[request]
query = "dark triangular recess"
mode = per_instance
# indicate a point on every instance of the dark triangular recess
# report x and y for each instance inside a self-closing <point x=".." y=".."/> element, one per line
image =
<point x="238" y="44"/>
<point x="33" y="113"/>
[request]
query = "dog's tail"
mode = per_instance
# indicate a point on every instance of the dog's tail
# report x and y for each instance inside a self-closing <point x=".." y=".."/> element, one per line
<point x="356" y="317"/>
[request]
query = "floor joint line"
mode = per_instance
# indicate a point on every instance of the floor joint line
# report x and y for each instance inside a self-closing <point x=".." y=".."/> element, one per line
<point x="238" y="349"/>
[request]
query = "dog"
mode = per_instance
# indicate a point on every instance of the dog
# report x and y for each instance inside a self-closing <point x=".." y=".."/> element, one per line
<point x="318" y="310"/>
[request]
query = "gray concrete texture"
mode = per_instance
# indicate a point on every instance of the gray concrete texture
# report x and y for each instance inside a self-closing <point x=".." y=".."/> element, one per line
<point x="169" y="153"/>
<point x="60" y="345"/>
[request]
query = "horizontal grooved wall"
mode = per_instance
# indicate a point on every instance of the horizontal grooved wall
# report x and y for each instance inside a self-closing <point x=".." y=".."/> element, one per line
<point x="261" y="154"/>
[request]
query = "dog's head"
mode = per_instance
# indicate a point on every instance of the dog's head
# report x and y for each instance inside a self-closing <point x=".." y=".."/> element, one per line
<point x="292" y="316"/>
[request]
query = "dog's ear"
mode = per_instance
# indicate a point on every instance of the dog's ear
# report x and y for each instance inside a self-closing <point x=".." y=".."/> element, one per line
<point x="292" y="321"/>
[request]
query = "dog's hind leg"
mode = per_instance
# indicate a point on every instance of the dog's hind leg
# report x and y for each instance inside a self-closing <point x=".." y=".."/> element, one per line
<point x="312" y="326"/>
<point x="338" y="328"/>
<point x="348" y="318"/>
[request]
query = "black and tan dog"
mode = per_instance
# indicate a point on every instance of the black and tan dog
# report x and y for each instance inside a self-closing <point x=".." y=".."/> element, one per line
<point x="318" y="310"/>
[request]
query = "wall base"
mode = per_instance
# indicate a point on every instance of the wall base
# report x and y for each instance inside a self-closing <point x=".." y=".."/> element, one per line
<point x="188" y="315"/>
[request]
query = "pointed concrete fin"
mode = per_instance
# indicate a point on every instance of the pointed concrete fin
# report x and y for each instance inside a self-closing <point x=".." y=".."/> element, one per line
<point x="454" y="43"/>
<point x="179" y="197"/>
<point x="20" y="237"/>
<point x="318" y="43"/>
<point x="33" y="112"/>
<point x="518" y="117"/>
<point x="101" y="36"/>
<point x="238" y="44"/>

- - - - - - -

§ WHAT THE TASK REQUIRES: Output every record exactly as written, with nothing dropped.

§ RESPONSE AREA:
[request]
query = "dark triangular recess"
mode = per_instance
# indicate a point on every instance of the dark triangular recess
# report x and y for each instance inside a self-closing <point x=".." y=".."/> element, one per line
image =
<point x="238" y="44"/>
<point x="33" y="113"/>
[request]
query = "dog's tail"
mode = per_instance
# indicate a point on every instance of the dog's tail
# report x and y for each instance inside a self-closing <point x=".." y=".."/> element, one per line
<point x="356" y="317"/>
[request]
query = "floor joint line"
mode = per_instance
# indicate a point on every instance of the floor joint line
# report x and y for each instance inside a self-closing <point x=".." y=".."/> element, one per line
<point x="238" y="349"/>
[request]
query = "dog"
mode = per_instance
# indicate a point on every instance of the dog
# report x and y for each instance inside a self-closing <point x=".." y=".."/> element, one per line
<point x="318" y="310"/>
[request]
query = "gray concrete texture"
mode = per_instance
# indicate a point on every instance of the gray concrete texture
# report x and y for each instance inside a self-closing <point x=".." y=".."/> element, one per line
<point x="169" y="153"/>
<point x="60" y="345"/>
[request]
query = "horizontal grooved wall"
mode = per_instance
# indicate a point on every instance of the horizontal grooved wall
# report x and y for each instance inside a self-closing <point x=".." y=".."/> element, one per line
<point x="261" y="154"/>
[request]
query = "dog's head"
mode = per_instance
# indicate a point on every instance of the dog's head
# report x and y for each instance inside a self-closing <point x=".." y=".."/> element, one per line
<point x="292" y="316"/>
[request]
query = "dog's ear"
mode = per_instance
# indicate a point on every instance of the dog's ear
# report x and y for each instance inside a self-closing <point x=".." y=".."/> element, one per line
<point x="292" y="321"/>
[request]
query = "dog's hind leg"
mode = per_instance
# indicate a point on every instance of the dog's hind leg
# report x and y for each instance inside a self-closing <point x=".." y=".."/> element, one per line
<point x="312" y="326"/>
<point x="338" y="328"/>
<point x="348" y="318"/>
[request]
query = "black and tan dog"
mode = per_instance
# indicate a point on every instance of the black and tan dog
# report x and y for each instance inside a self-closing <point x=".." y=".."/> element, one per line
<point x="318" y="310"/>
[request]
query = "wall base"
mode = per_instance
# indicate a point on every instance of the wall base
# report x and y for each instance inside a self-closing <point x=".." y=".."/> element, one per line
<point x="188" y="315"/>
[request]
query = "pointed concrete fin"
mode = per_instance
# indicate a point on every instance of the pointed concrete fin
# report x and y for each instance inside a self-closing <point x=".." y=".."/> element, one per line
<point x="454" y="43"/>
<point x="179" y="197"/>
<point x="20" y="237"/>
<point x="318" y="43"/>
<point x="33" y="112"/>
<point x="518" y="117"/>
<point x="101" y="36"/>
<point x="238" y="44"/>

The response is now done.